■ **EXERCISE DESCRIPTION**:
Locate every line below that contains the word "tail", and copy each of those lines.

■ **DATA FOR THIS EXERCISE**:
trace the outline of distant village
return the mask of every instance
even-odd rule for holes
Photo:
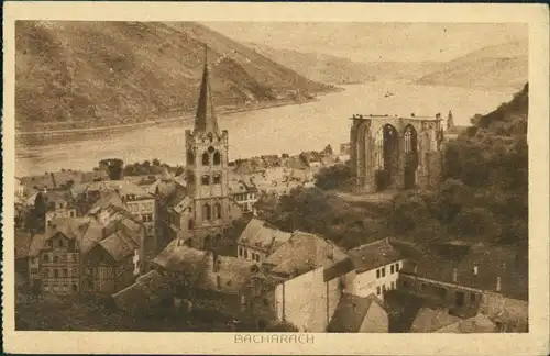
[[[107,296],[129,315],[215,311],[229,315],[232,327],[248,323],[255,331],[527,331],[517,278],[485,268],[491,262],[483,256],[418,260],[392,236],[345,251],[262,219],[293,189],[315,187],[321,169],[346,164],[350,144],[338,153],[327,145],[231,162],[228,136],[218,126],[205,66],[177,175],[164,167],[127,176],[121,160],[106,157],[88,173],[18,178],[18,286],[32,296]],[[244,225],[231,236],[235,221]]]

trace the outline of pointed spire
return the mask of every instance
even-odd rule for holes
[[[220,135],[208,78],[207,53],[208,48],[205,44],[205,68],[202,70],[202,81],[200,84],[197,115],[195,116],[195,133],[213,133]]]

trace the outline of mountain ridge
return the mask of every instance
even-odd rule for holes
[[[470,52],[417,80],[422,85],[519,90],[528,78],[528,43],[513,41]]]
[[[20,129],[136,123],[196,107],[208,45],[215,103],[275,104],[336,88],[195,22],[18,21]]]

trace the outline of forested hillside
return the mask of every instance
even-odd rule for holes
[[[219,108],[331,89],[195,22],[18,21],[18,126],[80,129],[193,112],[205,45]]]

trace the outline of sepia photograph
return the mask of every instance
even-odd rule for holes
[[[527,22],[12,31],[15,332],[531,331]]]

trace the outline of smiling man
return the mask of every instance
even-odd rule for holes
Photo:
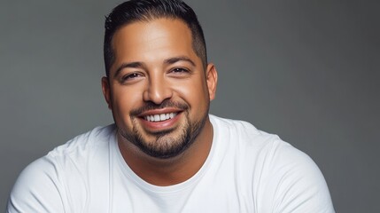
[[[113,9],[105,63],[115,123],[27,167],[8,212],[334,212],[307,155],[248,122],[208,114],[217,72],[183,2]]]

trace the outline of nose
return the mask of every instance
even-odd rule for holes
[[[150,76],[143,92],[144,101],[151,101],[156,105],[161,104],[164,100],[171,99],[173,91],[169,83],[165,80],[165,76]]]

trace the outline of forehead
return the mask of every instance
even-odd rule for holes
[[[115,65],[128,61],[157,61],[165,58],[197,57],[191,31],[176,19],[136,21],[122,27],[112,37]]]

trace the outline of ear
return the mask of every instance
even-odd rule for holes
[[[108,108],[112,109],[112,105],[111,101],[111,88],[108,77],[102,77],[102,91],[105,102],[107,102]]]
[[[218,83],[218,73],[216,72],[216,67],[213,63],[209,63],[207,65],[206,70],[206,81],[207,83],[210,100],[213,100],[215,99],[216,85]]]

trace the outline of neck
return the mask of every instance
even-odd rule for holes
[[[191,146],[169,159],[147,155],[118,133],[121,155],[131,170],[144,181],[155,185],[172,185],[193,177],[203,166],[213,143],[213,126],[209,120]]]

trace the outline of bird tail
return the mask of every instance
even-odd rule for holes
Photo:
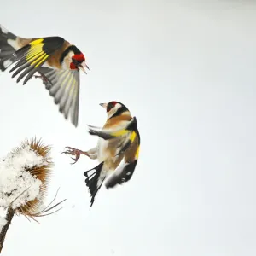
[[[102,174],[104,162],[100,163],[97,166],[88,170],[84,172],[84,175],[87,177],[85,178],[86,186],[89,188],[90,193],[90,207],[92,207],[94,202],[94,198],[96,195],[98,190],[101,189],[104,179],[106,178],[106,174]],[[92,172],[90,175],[89,172]]]
[[[9,65],[9,60],[16,49],[9,44],[9,40],[16,40],[17,37],[0,25],[0,70],[4,71]],[[5,62],[7,61],[7,62]]]

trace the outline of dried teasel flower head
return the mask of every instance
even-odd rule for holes
[[[7,155],[0,166],[0,177],[7,177],[5,182],[4,175],[1,177],[3,189],[0,191],[0,207],[11,206],[16,213],[25,216],[38,211],[52,172],[51,148],[34,137],[25,140]]]

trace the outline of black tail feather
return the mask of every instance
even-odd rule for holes
[[[91,196],[90,207],[92,207],[92,205],[94,203],[94,198],[96,195],[98,190],[101,189],[101,187],[103,183],[103,181],[105,179],[105,177],[103,179],[102,179],[101,184],[98,185],[98,181],[99,181],[99,177],[100,177],[103,165],[104,165],[104,162],[102,162],[97,166],[84,172],[84,175],[85,177],[87,177],[85,178],[85,183],[86,183],[86,186],[89,188],[89,191],[90,191],[90,196]],[[93,172],[90,175],[89,175],[88,172]]]
[[[8,40],[15,40],[16,36],[7,31],[0,25],[0,69],[4,71],[7,67],[3,62],[12,57],[15,49],[9,44]]]

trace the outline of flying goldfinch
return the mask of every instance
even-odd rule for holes
[[[33,76],[43,80],[59,111],[70,116],[77,127],[79,108],[79,70],[86,73],[85,57],[73,44],[60,37],[22,38],[0,25],[0,70],[12,64],[12,78],[25,84]],[[34,75],[36,73],[39,76]]]
[[[107,189],[131,179],[140,148],[137,119],[131,117],[128,108],[119,102],[100,105],[107,110],[107,122],[102,129],[89,125],[89,133],[99,137],[97,146],[88,151],[67,147],[67,151],[62,152],[75,156],[73,164],[78,161],[81,154],[98,160],[100,164],[97,166],[84,173],[91,196],[90,207],[106,178]]]

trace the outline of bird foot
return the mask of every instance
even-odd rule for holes
[[[80,158],[81,154],[89,156],[89,154],[85,151],[82,151],[82,150],[73,148],[71,148],[71,147],[65,147],[65,148],[67,148],[67,149],[66,151],[61,152],[61,154],[71,154],[71,155],[75,156],[75,157],[72,157],[72,159],[74,160],[74,162],[71,163],[71,165],[75,164],[79,160],[79,159]]]

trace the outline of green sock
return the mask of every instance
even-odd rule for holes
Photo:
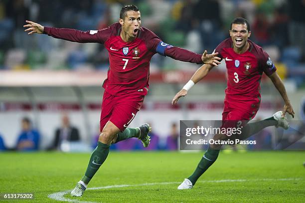
[[[265,128],[275,126],[277,124],[278,121],[276,120],[273,116],[262,121],[249,123],[243,128],[242,134],[237,136],[237,138],[240,140],[244,140],[258,133]]]
[[[82,181],[87,185],[100,167],[106,160],[109,153],[110,145],[98,142],[98,146],[92,152],[85,176]]]
[[[192,182],[193,186],[195,185],[198,179],[215,162],[219,154],[219,150],[214,150],[209,147],[203,155],[203,157],[198,164],[193,174],[187,178]]]
[[[126,128],[123,132],[118,133],[118,138],[115,143],[131,138],[138,137],[139,132],[139,128]]]

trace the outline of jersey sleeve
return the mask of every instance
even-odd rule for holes
[[[146,43],[148,49],[151,51],[181,61],[198,64],[202,63],[201,54],[163,42],[159,37],[148,29],[146,29]]]
[[[73,29],[44,27],[43,32],[54,38],[80,43],[96,42],[103,44],[112,32],[112,28],[86,32]]]
[[[277,68],[271,60],[270,57],[267,52],[263,51],[263,54],[260,54],[259,59],[260,67],[264,72],[268,76],[271,75],[277,70]]]

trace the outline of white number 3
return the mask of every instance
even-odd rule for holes
[[[123,70],[125,70],[126,68],[126,66],[127,65],[127,63],[128,63],[129,59],[126,59],[125,58],[122,59],[122,60],[125,61],[125,64],[124,64],[124,67],[123,67]]]
[[[235,83],[238,83],[238,82],[239,82],[239,79],[238,79],[238,74],[236,72],[234,72],[234,76],[235,78],[233,79],[233,80],[234,81],[234,82],[235,82]]]

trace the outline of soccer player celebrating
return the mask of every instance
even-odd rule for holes
[[[124,6],[119,22],[100,30],[83,32],[71,29],[44,27],[26,21],[28,34],[46,34],[55,38],[81,43],[103,44],[109,54],[110,67],[103,87],[100,121],[101,134],[98,146],[90,158],[84,177],[71,192],[71,196],[82,197],[88,184],[106,159],[111,144],[132,137],[138,138],[147,147],[150,127],[126,128],[140,109],[149,89],[150,62],[156,53],[174,59],[217,66],[218,53],[197,54],[162,42],[153,32],[141,27],[141,16],[135,5]]]
[[[271,126],[285,129],[289,124],[285,117],[286,112],[294,117],[295,112],[288,99],[282,80],[276,72],[276,68],[268,54],[263,49],[248,39],[250,36],[250,27],[246,19],[235,19],[231,24],[230,36],[220,43],[214,51],[224,58],[227,69],[227,88],[222,113],[222,127],[236,127],[242,125],[242,134],[232,136],[242,140]],[[172,104],[179,98],[186,96],[187,91],[198,81],[204,77],[213,67],[204,64],[193,75],[191,79],[174,97]],[[247,124],[256,114],[260,105],[261,95],[260,82],[264,72],[278,89],[285,103],[284,111],[279,111],[265,120]],[[231,137],[232,140],[232,137]],[[224,134],[214,135],[214,140],[226,140]],[[199,162],[195,171],[178,187],[178,190],[190,189],[198,179],[217,159],[221,145],[210,145]]]

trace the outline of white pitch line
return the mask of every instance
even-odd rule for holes
[[[197,183],[226,183],[226,182],[259,182],[259,181],[299,181],[302,180],[301,178],[289,178],[289,179],[227,179],[227,180],[218,180],[213,181],[198,181]],[[113,186],[102,186],[97,188],[88,188],[87,190],[101,190],[101,189],[108,189],[110,188],[127,188],[129,187],[138,187],[138,186],[154,186],[161,185],[170,185],[170,184],[179,184],[181,182],[163,182],[163,183],[144,183],[142,184],[135,185],[114,185]],[[94,202],[85,202],[81,201],[78,200],[71,200],[65,198],[64,196],[71,192],[71,190],[59,192],[58,193],[53,193],[48,196],[48,198],[58,201],[68,202],[70,203],[96,203]]]

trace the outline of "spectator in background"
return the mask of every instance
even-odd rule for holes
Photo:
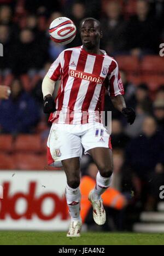
[[[118,1],[110,1],[106,8],[106,17],[102,19],[103,37],[102,44],[109,54],[116,55],[125,50],[126,22]]]
[[[0,85],[0,100],[8,100],[10,93],[9,87],[5,86],[4,85]]]
[[[148,202],[150,183],[155,170],[164,163],[163,135],[157,132],[156,129],[154,118],[146,118],[143,125],[142,136],[132,140],[126,152],[127,162],[138,178],[136,189],[144,205]],[[147,207],[148,207],[147,205]]]
[[[19,42],[13,47],[12,63],[14,74],[29,74],[31,71],[34,74],[43,67],[47,60],[47,51],[48,45],[45,44],[43,46],[42,42],[39,44],[36,43],[35,35],[31,30],[28,28],[22,30]]]
[[[126,104],[127,106],[131,106],[132,102],[134,98],[136,88],[132,83],[130,83],[128,80],[125,71],[121,70],[120,73],[124,84],[125,90],[124,98]]]
[[[134,108],[136,108],[138,104],[142,104],[145,113],[152,113],[152,102],[149,97],[149,88],[146,84],[140,84],[137,87],[135,96],[129,100],[128,103]]]
[[[138,0],[136,12],[137,15],[130,19],[126,28],[127,50],[137,56],[159,51],[158,26],[154,17],[149,15],[148,1]]]
[[[161,85],[158,89],[156,92],[155,100],[162,100],[164,101],[164,85]]]
[[[136,118],[132,125],[126,125],[124,129],[125,133],[130,138],[135,138],[142,134],[142,126],[145,118],[148,116],[142,103],[136,107]]]
[[[130,138],[124,133],[122,124],[119,120],[114,119],[112,123],[112,144],[114,149],[125,149]]]
[[[3,57],[0,57],[0,77],[6,76],[11,73],[11,56],[13,52],[10,36],[9,27],[0,25],[0,43],[3,46]]]
[[[2,5],[0,7],[0,24],[12,25],[12,11],[9,6]]]
[[[164,131],[164,99],[156,100],[153,103],[154,115],[157,124],[157,129]]]
[[[11,90],[9,99],[0,103],[1,132],[14,135],[32,132],[40,118],[37,104],[23,91],[19,80],[13,82]]]
[[[70,18],[74,22],[77,28],[77,33],[73,41],[67,45],[67,48],[70,47],[77,47],[81,44],[80,30],[79,28],[81,20],[85,18],[86,18],[86,7],[84,4],[80,2],[75,2],[72,6]]]

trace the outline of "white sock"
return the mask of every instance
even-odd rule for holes
[[[96,177],[96,184],[92,194],[92,199],[93,201],[98,201],[101,199],[101,195],[110,186],[112,181],[112,176],[109,178],[104,178],[98,172]]]
[[[72,220],[80,220],[81,194],[79,188],[72,189],[67,184],[66,196]]]

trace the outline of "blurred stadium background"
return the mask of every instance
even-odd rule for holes
[[[49,38],[50,22],[60,16],[77,27],[85,17],[99,20],[102,49],[118,62],[127,104],[136,121],[127,125],[107,95],[112,110],[114,178],[104,195],[108,219],[92,220],[87,195],[97,170],[81,161],[81,214],[90,231],[164,232],[164,1],[162,0],[0,0],[0,84],[10,86],[0,101],[0,229],[65,230],[69,216],[62,168],[47,166],[50,126],[43,112],[42,82],[63,46]],[[66,47],[81,45],[79,34]],[[161,188],[161,191],[160,190]],[[163,189],[164,187],[163,187]],[[161,199],[160,194],[161,193]]]

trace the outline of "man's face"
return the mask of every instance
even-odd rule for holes
[[[99,45],[102,37],[100,28],[96,21],[84,21],[80,28],[83,45],[86,49],[91,49]]]

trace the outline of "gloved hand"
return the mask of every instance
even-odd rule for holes
[[[44,98],[43,112],[45,114],[50,114],[56,111],[56,106],[54,100],[51,95]]]
[[[124,108],[122,113],[127,118],[127,123],[129,123],[130,125],[133,124],[136,115],[135,110],[132,108]]]

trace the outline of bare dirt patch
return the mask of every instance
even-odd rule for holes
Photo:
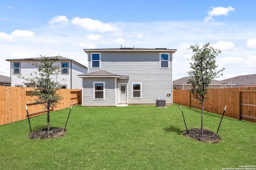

■ **THE COMPLETED TASK**:
trace the outline of bird tail
trace the outline of black tail feather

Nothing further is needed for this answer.